Find every line in the entries below that contains the word "windshield" and copy each one out in full. Matching is case-sensitive.

Data provided>
■ ■ ■ ■ ■ ■ ■

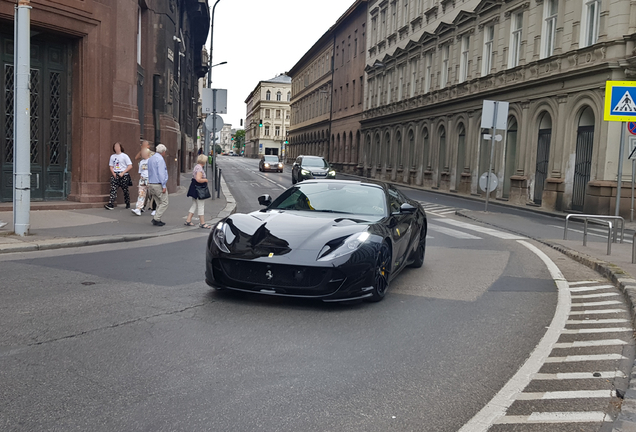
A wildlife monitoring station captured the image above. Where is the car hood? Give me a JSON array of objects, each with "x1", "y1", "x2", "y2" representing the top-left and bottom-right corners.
[{"x1": 225, "y1": 210, "x2": 375, "y2": 259}]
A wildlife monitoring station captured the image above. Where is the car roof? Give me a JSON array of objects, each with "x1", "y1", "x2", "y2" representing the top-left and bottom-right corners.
[{"x1": 296, "y1": 179, "x2": 388, "y2": 189}]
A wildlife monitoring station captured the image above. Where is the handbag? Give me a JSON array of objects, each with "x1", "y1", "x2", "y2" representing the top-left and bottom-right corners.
[{"x1": 187, "y1": 179, "x2": 212, "y2": 199}]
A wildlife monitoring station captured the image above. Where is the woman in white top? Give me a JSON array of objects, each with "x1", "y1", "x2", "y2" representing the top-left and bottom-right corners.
[
  {"x1": 131, "y1": 148, "x2": 150, "y2": 216},
  {"x1": 104, "y1": 143, "x2": 132, "y2": 210}
]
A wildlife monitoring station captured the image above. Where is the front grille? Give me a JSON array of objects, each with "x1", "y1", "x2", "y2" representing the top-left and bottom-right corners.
[{"x1": 220, "y1": 259, "x2": 332, "y2": 288}]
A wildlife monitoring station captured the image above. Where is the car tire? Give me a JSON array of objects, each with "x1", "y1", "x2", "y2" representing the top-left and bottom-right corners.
[
  {"x1": 409, "y1": 226, "x2": 426, "y2": 268},
  {"x1": 369, "y1": 242, "x2": 391, "y2": 302}
]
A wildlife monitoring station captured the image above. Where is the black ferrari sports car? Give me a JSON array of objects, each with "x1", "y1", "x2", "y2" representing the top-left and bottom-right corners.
[{"x1": 205, "y1": 180, "x2": 427, "y2": 302}]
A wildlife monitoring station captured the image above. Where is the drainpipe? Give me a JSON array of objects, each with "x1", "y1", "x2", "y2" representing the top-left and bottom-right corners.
[{"x1": 13, "y1": 0, "x2": 31, "y2": 237}]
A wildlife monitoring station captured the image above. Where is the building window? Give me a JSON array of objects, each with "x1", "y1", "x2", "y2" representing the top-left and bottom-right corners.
[
  {"x1": 508, "y1": 12, "x2": 523, "y2": 67},
  {"x1": 481, "y1": 26, "x2": 495, "y2": 76},
  {"x1": 424, "y1": 53, "x2": 433, "y2": 93},
  {"x1": 581, "y1": 0, "x2": 601, "y2": 47},
  {"x1": 541, "y1": 0, "x2": 559, "y2": 58},
  {"x1": 409, "y1": 59, "x2": 417, "y2": 97},
  {"x1": 459, "y1": 35, "x2": 470, "y2": 82},
  {"x1": 439, "y1": 45, "x2": 450, "y2": 88}
]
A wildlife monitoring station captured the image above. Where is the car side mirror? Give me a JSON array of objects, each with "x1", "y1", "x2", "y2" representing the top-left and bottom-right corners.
[
  {"x1": 258, "y1": 194, "x2": 272, "y2": 207},
  {"x1": 400, "y1": 203, "x2": 417, "y2": 214}
]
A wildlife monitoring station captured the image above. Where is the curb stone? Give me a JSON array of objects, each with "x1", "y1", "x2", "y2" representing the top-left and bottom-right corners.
[
  {"x1": 0, "y1": 177, "x2": 236, "y2": 254},
  {"x1": 455, "y1": 210, "x2": 636, "y2": 432}
]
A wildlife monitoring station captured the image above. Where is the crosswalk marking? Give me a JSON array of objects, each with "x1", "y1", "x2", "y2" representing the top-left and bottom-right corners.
[
  {"x1": 438, "y1": 219, "x2": 525, "y2": 240},
  {"x1": 495, "y1": 411, "x2": 612, "y2": 424},
  {"x1": 554, "y1": 339, "x2": 627, "y2": 349},
  {"x1": 545, "y1": 354, "x2": 627, "y2": 363},
  {"x1": 534, "y1": 371, "x2": 625, "y2": 381},
  {"x1": 570, "y1": 309, "x2": 627, "y2": 315},
  {"x1": 571, "y1": 293, "x2": 620, "y2": 300},
  {"x1": 428, "y1": 223, "x2": 481, "y2": 240},
  {"x1": 517, "y1": 390, "x2": 616, "y2": 400},
  {"x1": 570, "y1": 284, "x2": 614, "y2": 292},
  {"x1": 566, "y1": 318, "x2": 629, "y2": 324},
  {"x1": 562, "y1": 327, "x2": 633, "y2": 334},
  {"x1": 572, "y1": 300, "x2": 622, "y2": 307},
  {"x1": 569, "y1": 281, "x2": 611, "y2": 286}
]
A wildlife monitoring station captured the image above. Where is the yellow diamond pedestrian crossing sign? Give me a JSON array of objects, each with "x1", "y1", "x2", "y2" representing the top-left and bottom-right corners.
[{"x1": 604, "y1": 81, "x2": 636, "y2": 121}]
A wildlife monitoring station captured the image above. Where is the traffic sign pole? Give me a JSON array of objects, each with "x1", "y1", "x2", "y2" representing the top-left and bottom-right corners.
[{"x1": 614, "y1": 122, "x2": 625, "y2": 216}]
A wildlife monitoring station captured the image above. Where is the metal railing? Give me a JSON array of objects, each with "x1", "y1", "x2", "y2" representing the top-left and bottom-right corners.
[{"x1": 563, "y1": 214, "x2": 625, "y2": 255}]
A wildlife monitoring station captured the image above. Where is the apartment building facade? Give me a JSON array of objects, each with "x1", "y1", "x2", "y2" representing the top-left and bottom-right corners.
[
  {"x1": 245, "y1": 74, "x2": 291, "y2": 158},
  {"x1": 360, "y1": 0, "x2": 636, "y2": 214},
  {"x1": 0, "y1": 0, "x2": 210, "y2": 202},
  {"x1": 288, "y1": 0, "x2": 367, "y2": 173}
]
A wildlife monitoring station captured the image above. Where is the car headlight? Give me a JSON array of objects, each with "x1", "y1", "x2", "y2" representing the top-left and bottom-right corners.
[
  {"x1": 318, "y1": 231, "x2": 370, "y2": 261},
  {"x1": 212, "y1": 222, "x2": 230, "y2": 253}
]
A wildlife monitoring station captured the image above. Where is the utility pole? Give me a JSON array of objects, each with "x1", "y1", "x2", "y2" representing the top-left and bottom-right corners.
[{"x1": 13, "y1": 0, "x2": 31, "y2": 237}]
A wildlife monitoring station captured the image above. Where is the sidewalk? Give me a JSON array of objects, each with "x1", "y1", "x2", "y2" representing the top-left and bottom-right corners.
[
  {"x1": 0, "y1": 174, "x2": 236, "y2": 253},
  {"x1": 456, "y1": 210, "x2": 636, "y2": 432}
]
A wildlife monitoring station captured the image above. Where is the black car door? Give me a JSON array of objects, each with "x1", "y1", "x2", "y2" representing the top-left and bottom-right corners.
[{"x1": 388, "y1": 186, "x2": 416, "y2": 270}]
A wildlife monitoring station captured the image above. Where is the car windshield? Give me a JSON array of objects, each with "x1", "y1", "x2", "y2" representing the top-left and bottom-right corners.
[
  {"x1": 303, "y1": 157, "x2": 329, "y2": 168},
  {"x1": 269, "y1": 182, "x2": 387, "y2": 217}
]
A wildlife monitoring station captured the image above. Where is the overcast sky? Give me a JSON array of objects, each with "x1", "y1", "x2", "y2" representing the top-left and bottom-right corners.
[{"x1": 207, "y1": 0, "x2": 354, "y2": 129}]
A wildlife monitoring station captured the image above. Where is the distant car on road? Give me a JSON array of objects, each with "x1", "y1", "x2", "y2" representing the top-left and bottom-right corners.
[
  {"x1": 292, "y1": 156, "x2": 336, "y2": 184},
  {"x1": 258, "y1": 155, "x2": 283, "y2": 172},
  {"x1": 205, "y1": 180, "x2": 427, "y2": 302}
]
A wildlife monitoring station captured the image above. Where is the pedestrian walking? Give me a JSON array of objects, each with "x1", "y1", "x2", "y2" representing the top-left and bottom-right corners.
[
  {"x1": 135, "y1": 140, "x2": 157, "y2": 216},
  {"x1": 131, "y1": 148, "x2": 150, "y2": 216},
  {"x1": 185, "y1": 154, "x2": 212, "y2": 229},
  {"x1": 104, "y1": 142, "x2": 132, "y2": 210},
  {"x1": 148, "y1": 144, "x2": 168, "y2": 226}
]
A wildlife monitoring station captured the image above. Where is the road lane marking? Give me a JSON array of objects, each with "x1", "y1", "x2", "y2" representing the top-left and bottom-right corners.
[
  {"x1": 439, "y1": 219, "x2": 525, "y2": 240},
  {"x1": 458, "y1": 240, "x2": 572, "y2": 432},
  {"x1": 534, "y1": 371, "x2": 626, "y2": 381},
  {"x1": 545, "y1": 354, "x2": 627, "y2": 363},
  {"x1": 570, "y1": 290, "x2": 620, "y2": 300},
  {"x1": 554, "y1": 339, "x2": 628, "y2": 349},
  {"x1": 428, "y1": 223, "x2": 481, "y2": 240},
  {"x1": 517, "y1": 390, "x2": 616, "y2": 400},
  {"x1": 495, "y1": 411, "x2": 613, "y2": 424},
  {"x1": 563, "y1": 327, "x2": 634, "y2": 334}
]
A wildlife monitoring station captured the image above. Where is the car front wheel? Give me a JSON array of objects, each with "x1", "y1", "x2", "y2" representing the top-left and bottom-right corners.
[{"x1": 369, "y1": 242, "x2": 391, "y2": 302}]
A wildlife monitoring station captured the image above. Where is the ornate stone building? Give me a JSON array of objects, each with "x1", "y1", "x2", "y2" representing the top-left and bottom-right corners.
[
  {"x1": 0, "y1": 0, "x2": 210, "y2": 203},
  {"x1": 245, "y1": 74, "x2": 291, "y2": 158},
  {"x1": 287, "y1": 0, "x2": 367, "y2": 172},
  {"x1": 360, "y1": 0, "x2": 636, "y2": 214}
]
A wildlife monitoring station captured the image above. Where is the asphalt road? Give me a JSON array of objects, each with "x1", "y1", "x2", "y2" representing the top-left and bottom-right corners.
[{"x1": 0, "y1": 158, "x2": 628, "y2": 431}]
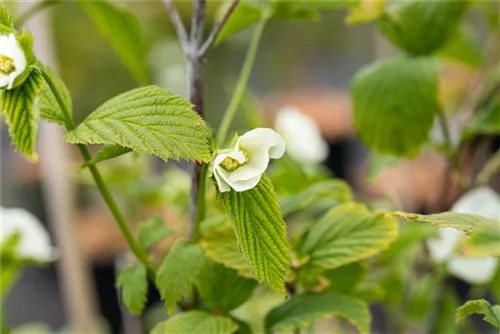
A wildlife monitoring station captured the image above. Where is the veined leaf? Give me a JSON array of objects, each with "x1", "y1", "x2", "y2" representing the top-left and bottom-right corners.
[
  {"x1": 116, "y1": 264, "x2": 148, "y2": 314},
  {"x1": 456, "y1": 299, "x2": 500, "y2": 330},
  {"x1": 151, "y1": 311, "x2": 238, "y2": 334},
  {"x1": 66, "y1": 86, "x2": 211, "y2": 162},
  {"x1": 78, "y1": 0, "x2": 149, "y2": 83},
  {"x1": 196, "y1": 259, "x2": 257, "y2": 313},
  {"x1": 351, "y1": 58, "x2": 440, "y2": 156},
  {"x1": 156, "y1": 239, "x2": 205, "y2": 313},
  {"x1": 217, "y1": 175, "x2": 290, "y2": 294},
  {"x1": 297, "y1": 203, "x2": 398, "y2": 269},
  {"x1": 265, "y1": 293, "x2": 371, "y2": 334},
  {"x1": 137, "y1": 216, "x2": 173, "y2": 249},
  {"x1": 0, "y1": 71, "x2": 43, "y2": 161}
]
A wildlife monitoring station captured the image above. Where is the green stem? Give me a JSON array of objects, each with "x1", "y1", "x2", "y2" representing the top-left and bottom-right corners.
[
  {"x1": 217, "y1": 14, "x2": 269, "y2": 146},
  {"x1": 40, "y1": 70, "x2": 155, "y2": 280}
]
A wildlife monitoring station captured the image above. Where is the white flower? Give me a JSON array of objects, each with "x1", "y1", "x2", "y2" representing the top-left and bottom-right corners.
[
  {"x1": 427, "y1": 187, "x2": 500, "y2": 284},
  {"x1": 275, "y1": 107, "x2": 328, "y2": 164},
  {"x1": 0, "y1": 33, "x2": 26, "y2": 89},
  {"x1": 213, "y1": 128, "x2": 286, "y2": 192},
  {"x1": 0, "y1": 207, "x2": 55, "y2": 262}
]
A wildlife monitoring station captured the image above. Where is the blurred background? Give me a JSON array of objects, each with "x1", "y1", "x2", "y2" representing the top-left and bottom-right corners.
[{"x1": 0, "y1": 1, "x2": 498, "y2": 333}]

■ ■ ■ ■ ■ ■ ■

Right answer>
A wildlife monitoring station captured the image above. Where is the car windshield? Give me a JSON array of objects, each with "x1", "y1", "x2", "y2" representing the top-left and bottom-right corners.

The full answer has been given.